[BEGIN Data to process]
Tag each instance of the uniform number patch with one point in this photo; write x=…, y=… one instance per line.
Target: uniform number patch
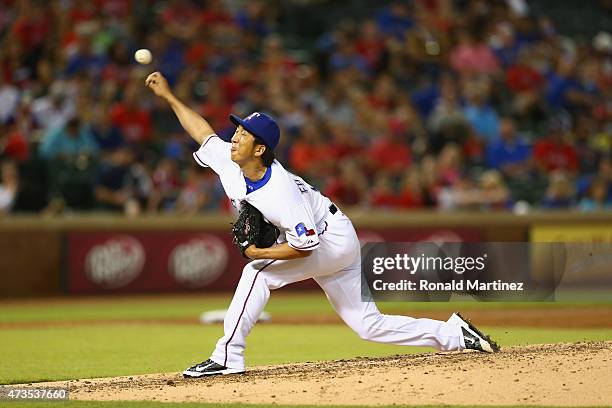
x=301, y=229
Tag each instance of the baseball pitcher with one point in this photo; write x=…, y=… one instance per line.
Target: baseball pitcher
x=291, y=232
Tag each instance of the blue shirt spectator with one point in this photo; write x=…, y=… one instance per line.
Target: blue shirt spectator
x=484, y=120
x=68, y=141
x=394, y=20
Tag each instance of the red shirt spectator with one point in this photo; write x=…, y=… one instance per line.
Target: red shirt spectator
x=522, y=78
x=343, y=193
x=409, y=199
x=553, y=154
x=390, y=154
x=305, y=157
x=16, y=147
x=32, y=28
x=473, y=56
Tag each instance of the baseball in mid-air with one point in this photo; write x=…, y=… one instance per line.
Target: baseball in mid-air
x=143, y=56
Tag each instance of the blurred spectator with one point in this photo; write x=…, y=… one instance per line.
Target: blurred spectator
x=9, y=98
x=68, y=141
x=9, y=185
x=165, y=186
x=108, y=136
x=198, y=192
x=122, y=184
x=54, y=110
x=349, y=187
x=479, y=113
x=394, y=20
x=556, y=152
x=382, y=194
x=509, y=153
x=415, y=92
x=131, y=118
x=560, y=192
x=472, y=55
x=449, y=165
x=13, y=143
x=597, y=198
x=308, y=155
x=411, y=192
x=390, y=154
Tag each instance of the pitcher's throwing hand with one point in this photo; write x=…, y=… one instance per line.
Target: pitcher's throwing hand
x=158, y=84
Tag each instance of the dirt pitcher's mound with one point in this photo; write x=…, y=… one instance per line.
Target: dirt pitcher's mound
x=559, y=374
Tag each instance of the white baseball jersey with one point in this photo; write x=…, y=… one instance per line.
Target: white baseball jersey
x=307, y=222
x=283, y=198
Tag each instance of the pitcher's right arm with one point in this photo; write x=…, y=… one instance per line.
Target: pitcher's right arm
x=197, y=127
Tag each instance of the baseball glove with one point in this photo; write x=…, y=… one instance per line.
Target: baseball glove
x=250, y=228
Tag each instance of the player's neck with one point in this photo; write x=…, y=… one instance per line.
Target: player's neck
x=254, y=170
[END Data to process]
### Task
Please reproduce, word for word, the rows from the line containing "Tag each instance of the pitcher's right" through the end of the rows above, with both of those ends included.

### Full answer
Tag each instance of the pitcher's right arm with one point in this photo; write x=…, y=… one instance per line.
Target: pitcher's right arm
x=197, y=127
Tag each instance of the baseball glove with one point in this photo; write x=…, y=… one instance per line.
Target: baseball glove
x=250, y=228
Tag each instance of the player's neck with one point in this photo; write x=…, y=… one instance per line.
Target: player's neck
x=254, y=170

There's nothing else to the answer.